-------- Source extract --------
Treatment for RADS involves the same types of anti-inflammatory inhalants and drugs used for asthma.

Last week's internal EPA report revealed that the agency's optimistic language on air quality was ordered by the White House National Security Council and Council on Environmental Quality, or CEQ. Speaking yesterday on WNYC radio, Sen. Hillary Rodham Clinton, who has called for a Senate investigation of the White House's role, said, "Time and again the government said to us - I mean months later - 'it's safe'. I think it would be very important to find out what was the collaborative process in the White House. Who did change those press releases?"

Acting EPA Administrator Marianne Horinko declined to identify who at the White House was involved. "Why would we purposely mislead people about a national tragedy?" she asked. She charged that the internal EPA report was "pure political conjecture" motivated by unstated ill will in the agency's inspector general's office.
-------- Dataset entries --------
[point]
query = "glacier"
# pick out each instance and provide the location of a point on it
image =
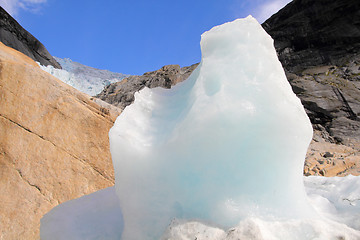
(84, 78)
(218, 156)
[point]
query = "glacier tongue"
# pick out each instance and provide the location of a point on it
(225, 145)
(85, 79)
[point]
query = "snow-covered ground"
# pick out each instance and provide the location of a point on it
(98, 216)
(86, 79)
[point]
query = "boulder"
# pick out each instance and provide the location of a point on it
(12, 34)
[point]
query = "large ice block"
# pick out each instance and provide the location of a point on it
(227, 144)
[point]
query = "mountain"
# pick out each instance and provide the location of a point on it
(84, 78)
(54, 144)
(318, 44)
(314, 33)
(13, 35)
(121, 94)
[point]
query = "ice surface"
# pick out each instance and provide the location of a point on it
(85, 79)
(98, 216)
(227, 144)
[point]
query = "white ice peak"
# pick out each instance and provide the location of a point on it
(226, 144)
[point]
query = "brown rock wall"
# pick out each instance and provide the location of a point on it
(54, 144)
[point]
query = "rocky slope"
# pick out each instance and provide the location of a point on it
(15, 36)
(53, 144)
(318, 44)
(121, 94)
(84, 78)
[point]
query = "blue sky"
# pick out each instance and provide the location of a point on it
(130, 36)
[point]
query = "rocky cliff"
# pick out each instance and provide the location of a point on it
(121, 94)
(12, 34)
(318, 44)
(310, 33)
(53, 144)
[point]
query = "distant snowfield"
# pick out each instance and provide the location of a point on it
(85, 79)
(98, 216)
(219, 156)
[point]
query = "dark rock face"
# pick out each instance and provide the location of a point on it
(121, 94)
(15, 36)
(312, 33)
(318, 44)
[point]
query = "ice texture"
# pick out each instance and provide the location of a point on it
(218, 157)
(98, 216)
(85, 79)
(227, 144)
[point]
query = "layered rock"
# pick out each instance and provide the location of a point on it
(121, 94)
(14, 35)
(311, 33)
(53, 144)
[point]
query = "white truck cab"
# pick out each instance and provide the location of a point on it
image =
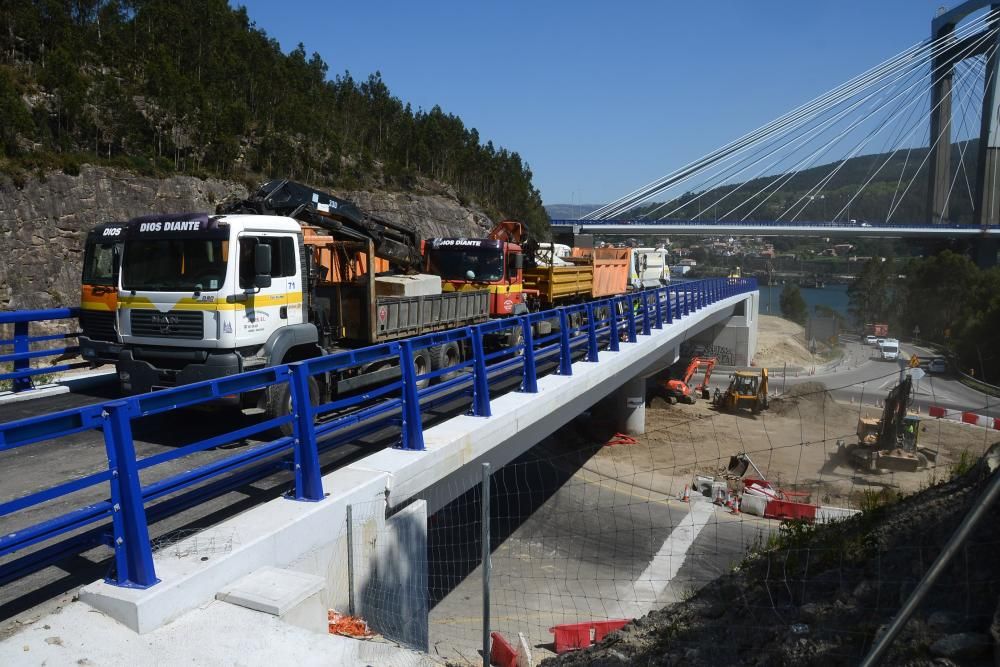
--------
**Problems to solve**
• A. In the passage on the EPA air-quality report, which White House bodies ordered the agency's optimistic language on air quality?
• B. Pick up the passage on the EPA air-quality report after its last sentence and continue it.

**Answers to the exercises**
• A. The National Security Council and the Council on Environmental Quality (CEQ).

• B.
The key player in the White House campaign to soften concerns about New York's air was, according to Washington sources, CEQ director James Connaughton. He had worked for the law firm Sidley Austin Brown & Wood, in its environmental practice group, until shortly before the attack, and had represented mining companies accused of pollution offenses. Calls to the White House for comment were not returned, nor were interview requests to the National Security Council.

The EPA, in its written rebuttal to the internal report, insists that residents of downtown Manhattan were under the guidance of the city health department, not the EPA. Decisions regarding when it was safe to return to homes and offices, how best to clean those facilities, and what precautions ought to be taken were the result, the rebuttal says, of "guidance" that was "provided by New York City."

But almost from 9/11, Weisfuse said, the EPA was in conference calls with city and state health agencies, during which "data was reviewed" and policy was discussed.

Danger in the Smoke and Dust

Human health studies conducted after Sept. 11, 2001, have reported the following:

CLEANUP CREWS
Immigrant laborers hired to clean up businesses and apartments suffered severe respiratory symptoms and in some cases illnesses involving organ systems besides the lungs. Dr. Steven Markowitz and colleagues from Queens College tested 415 cleanup workers, "nearly all of whom," Markowitz said, suffered a long-lasting syndrome of upper airways irritation, congestion and chest pain.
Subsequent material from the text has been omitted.